## Extrait du texte
━━━━━━━━━━━━━━━━━━━━

Tout à fait. Après avoir fait mes débuts à la radio puis à la télévision côté JRI, je suis devenue présentatrice sur la chaîne nationale en 1999. À cette époque, c’était inédit qu’une femme prenne les commandes du JT dans une société où le patriarcat et une vision négative de la femme dominent. Au début, cette promotion a été difficile à assumer car mes collègues masculins acceptaient mal cette situation tout comme un certain nombre de téléspectateurs. Si techniquement, il n’y avait aucune difficulté, socialement et culturellement, cela restait sensiblement plus délicat. Reste que les mentalités ont évolué progressivement et désormais la profession est ouverte à de plus en plus de femmes, même s’il existe toujours un plafond de verre.

Vous l’avez dit, le secteur des médias est en plein essor au Burkina Faso. Cependant, dans quels domaines est-il urgent de se réformer ?

Sans conteste les équipements puisque pour le moment la vétusté est encore la règle et la modernité l’exception. Par ailleurs, au niveau organisationnel, spécifiquement au sein des rédactions, il y a matière à gagner en efficacité. Enfin dernier chantier à continuer, la liberté d’expression qui, en dépit de progrès incontestables, demeure une bataille de tous les jours. D’autant qu’en ne percevant aucune aide de l’État, les titres du secteur privé peuvent parfois ressentir la pression d’investisseurs économiques.

━━━━━━━━━━━━━━━━━━━━

## Enregistrements présentés

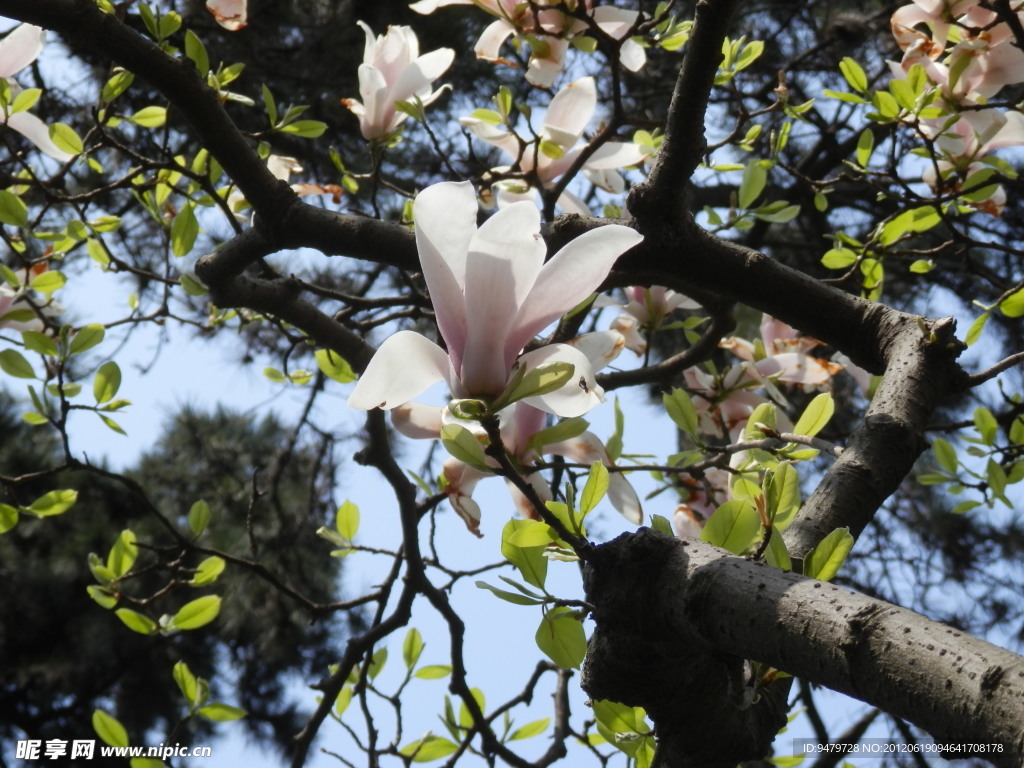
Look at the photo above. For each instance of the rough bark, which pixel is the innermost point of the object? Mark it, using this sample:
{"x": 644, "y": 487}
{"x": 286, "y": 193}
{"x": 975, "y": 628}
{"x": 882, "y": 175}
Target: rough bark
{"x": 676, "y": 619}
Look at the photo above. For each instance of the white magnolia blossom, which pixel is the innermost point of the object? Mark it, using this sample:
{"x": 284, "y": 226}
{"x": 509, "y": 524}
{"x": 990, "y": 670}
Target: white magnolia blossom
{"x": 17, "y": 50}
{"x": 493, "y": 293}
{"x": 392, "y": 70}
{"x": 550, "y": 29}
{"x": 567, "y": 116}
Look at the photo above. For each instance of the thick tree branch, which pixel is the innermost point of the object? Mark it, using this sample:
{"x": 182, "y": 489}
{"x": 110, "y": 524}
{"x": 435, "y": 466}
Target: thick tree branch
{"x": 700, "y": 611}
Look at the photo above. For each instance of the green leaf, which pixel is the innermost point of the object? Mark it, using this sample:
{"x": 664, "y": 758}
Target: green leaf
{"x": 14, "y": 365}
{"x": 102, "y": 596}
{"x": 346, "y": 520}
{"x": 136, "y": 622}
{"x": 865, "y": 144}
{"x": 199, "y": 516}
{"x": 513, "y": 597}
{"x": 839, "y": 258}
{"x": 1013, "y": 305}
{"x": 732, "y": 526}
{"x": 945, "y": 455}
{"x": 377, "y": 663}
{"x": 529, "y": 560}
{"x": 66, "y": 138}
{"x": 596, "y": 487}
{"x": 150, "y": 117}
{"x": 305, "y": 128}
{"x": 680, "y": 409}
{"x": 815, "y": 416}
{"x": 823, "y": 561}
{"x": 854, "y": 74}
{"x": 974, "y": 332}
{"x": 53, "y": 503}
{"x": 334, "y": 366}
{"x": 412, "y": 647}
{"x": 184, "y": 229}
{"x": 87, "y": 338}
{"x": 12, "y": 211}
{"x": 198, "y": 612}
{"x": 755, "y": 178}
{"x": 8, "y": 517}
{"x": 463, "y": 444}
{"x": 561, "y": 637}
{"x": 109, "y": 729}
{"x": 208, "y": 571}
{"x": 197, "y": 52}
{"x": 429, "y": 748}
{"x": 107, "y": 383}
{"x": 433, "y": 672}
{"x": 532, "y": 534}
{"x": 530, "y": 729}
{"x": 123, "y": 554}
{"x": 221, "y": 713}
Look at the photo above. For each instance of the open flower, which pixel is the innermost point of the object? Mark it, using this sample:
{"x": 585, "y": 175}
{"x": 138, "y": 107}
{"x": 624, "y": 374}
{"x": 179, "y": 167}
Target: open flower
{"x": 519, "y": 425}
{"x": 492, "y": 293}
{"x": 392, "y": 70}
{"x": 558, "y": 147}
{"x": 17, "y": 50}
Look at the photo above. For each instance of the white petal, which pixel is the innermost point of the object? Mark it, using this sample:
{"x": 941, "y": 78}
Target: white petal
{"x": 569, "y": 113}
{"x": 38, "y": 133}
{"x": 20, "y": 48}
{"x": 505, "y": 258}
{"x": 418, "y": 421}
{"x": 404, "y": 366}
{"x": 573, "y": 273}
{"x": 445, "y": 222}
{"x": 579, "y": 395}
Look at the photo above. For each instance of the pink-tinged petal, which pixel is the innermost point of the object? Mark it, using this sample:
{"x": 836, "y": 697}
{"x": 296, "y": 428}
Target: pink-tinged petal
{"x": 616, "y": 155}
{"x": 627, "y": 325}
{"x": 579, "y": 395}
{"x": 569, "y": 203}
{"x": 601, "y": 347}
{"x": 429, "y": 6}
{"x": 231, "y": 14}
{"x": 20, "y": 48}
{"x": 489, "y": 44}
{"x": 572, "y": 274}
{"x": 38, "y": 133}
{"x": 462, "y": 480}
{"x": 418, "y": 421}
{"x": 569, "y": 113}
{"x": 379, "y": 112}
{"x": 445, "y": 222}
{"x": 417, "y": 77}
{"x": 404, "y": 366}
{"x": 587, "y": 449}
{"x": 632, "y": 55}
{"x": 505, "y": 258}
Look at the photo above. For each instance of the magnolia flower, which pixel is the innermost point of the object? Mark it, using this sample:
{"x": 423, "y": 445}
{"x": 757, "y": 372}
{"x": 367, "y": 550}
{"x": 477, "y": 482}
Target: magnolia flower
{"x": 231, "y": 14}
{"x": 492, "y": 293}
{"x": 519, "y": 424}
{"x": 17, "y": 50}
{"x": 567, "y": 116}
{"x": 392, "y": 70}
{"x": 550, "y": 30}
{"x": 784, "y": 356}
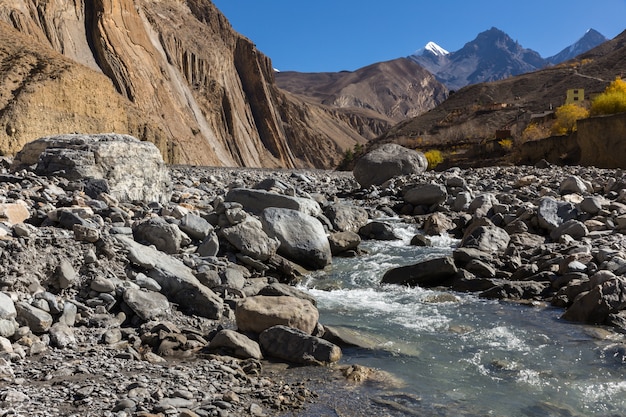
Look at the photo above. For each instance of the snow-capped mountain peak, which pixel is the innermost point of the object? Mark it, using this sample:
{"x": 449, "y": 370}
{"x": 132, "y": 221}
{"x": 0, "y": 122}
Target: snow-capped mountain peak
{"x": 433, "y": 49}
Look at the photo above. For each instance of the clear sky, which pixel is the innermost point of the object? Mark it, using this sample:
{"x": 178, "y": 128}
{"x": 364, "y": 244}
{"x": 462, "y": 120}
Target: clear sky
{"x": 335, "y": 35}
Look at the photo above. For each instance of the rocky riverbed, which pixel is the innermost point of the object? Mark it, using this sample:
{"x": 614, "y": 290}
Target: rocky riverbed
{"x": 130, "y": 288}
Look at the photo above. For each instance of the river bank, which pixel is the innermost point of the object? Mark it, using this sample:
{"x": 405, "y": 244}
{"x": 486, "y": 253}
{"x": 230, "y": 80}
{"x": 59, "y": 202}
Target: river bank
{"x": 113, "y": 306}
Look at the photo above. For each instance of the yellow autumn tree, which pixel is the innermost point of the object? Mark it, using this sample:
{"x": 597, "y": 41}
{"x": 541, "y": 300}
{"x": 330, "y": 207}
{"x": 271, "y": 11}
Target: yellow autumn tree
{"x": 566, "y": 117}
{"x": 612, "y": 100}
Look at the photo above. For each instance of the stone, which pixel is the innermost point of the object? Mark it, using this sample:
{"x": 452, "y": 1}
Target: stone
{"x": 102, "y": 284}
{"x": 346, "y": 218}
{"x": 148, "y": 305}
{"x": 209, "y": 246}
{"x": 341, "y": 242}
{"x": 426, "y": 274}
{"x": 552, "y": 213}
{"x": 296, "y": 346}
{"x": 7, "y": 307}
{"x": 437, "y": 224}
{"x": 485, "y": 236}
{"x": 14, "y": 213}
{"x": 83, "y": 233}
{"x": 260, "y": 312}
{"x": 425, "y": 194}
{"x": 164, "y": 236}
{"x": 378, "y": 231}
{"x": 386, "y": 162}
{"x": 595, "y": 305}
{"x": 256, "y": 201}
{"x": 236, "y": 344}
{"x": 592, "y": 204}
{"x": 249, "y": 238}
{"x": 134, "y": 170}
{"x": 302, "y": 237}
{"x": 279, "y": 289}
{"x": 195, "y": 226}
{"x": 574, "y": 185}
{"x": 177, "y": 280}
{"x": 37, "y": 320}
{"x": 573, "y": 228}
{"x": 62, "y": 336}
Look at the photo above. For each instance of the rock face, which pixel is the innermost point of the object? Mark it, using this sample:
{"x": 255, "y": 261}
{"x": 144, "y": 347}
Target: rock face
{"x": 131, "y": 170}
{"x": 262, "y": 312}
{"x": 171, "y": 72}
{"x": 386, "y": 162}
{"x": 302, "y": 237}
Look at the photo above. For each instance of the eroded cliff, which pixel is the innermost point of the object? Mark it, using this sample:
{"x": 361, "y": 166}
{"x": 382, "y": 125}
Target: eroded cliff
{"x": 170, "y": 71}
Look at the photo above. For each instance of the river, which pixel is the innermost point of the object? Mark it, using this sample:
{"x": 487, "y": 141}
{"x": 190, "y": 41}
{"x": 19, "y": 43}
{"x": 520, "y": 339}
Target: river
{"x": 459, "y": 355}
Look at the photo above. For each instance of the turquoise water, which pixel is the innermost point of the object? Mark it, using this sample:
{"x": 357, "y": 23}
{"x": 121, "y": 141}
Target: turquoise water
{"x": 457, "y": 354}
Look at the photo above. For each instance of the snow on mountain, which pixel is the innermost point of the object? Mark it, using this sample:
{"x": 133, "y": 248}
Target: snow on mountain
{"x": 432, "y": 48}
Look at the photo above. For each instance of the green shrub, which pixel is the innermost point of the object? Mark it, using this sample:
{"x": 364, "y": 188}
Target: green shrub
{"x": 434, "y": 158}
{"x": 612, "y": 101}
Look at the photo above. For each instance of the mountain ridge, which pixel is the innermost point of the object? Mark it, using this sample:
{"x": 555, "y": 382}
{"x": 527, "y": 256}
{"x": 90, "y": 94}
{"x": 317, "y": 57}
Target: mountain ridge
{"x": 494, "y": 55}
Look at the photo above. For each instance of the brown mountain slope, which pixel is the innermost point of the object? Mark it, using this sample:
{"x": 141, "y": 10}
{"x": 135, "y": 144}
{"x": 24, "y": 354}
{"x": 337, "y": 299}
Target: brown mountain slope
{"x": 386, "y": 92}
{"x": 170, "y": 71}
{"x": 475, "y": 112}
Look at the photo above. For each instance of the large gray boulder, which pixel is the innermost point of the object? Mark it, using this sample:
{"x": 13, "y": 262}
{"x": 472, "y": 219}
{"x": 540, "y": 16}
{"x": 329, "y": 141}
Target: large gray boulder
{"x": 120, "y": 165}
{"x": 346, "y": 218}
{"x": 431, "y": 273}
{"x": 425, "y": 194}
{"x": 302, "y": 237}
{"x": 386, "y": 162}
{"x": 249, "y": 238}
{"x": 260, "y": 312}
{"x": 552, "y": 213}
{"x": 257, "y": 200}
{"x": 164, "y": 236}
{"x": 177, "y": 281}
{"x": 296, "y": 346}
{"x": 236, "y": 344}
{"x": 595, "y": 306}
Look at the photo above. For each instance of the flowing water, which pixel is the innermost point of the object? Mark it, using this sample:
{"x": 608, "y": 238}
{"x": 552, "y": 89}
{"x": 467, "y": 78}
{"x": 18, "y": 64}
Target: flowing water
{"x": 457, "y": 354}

━━━━━━━━━━━━━━━━━━━━

## Exercice court
Dans l'extrait sur les médias au Burkina Faso, remplacez « les équipements » par « le matériel » et recopiez la partie qui s'ouvre sur les mots contenant « Sans conteste les » et se ferme sur « pression d’investisseurs économiques. ».

## Corrigé
Sans conteste le matériel puisque pour le moment la vétusté est encore la règle et la modernité l’exception. Par ailleurs, au niveau organisationnel, spécifiquement au sein des rédactions, il y a matière à gagner en efficacité. Enfin dernier chantier à continuer, la liberté d’expression qui, en dépit de progrès incontestables, demeure une bataille de tous les jours. D’autant qu’en ne percevant aucune aide de l’État, les titres du secteur privé peuvent parfois ressentir la pression d’investisseurs économiques.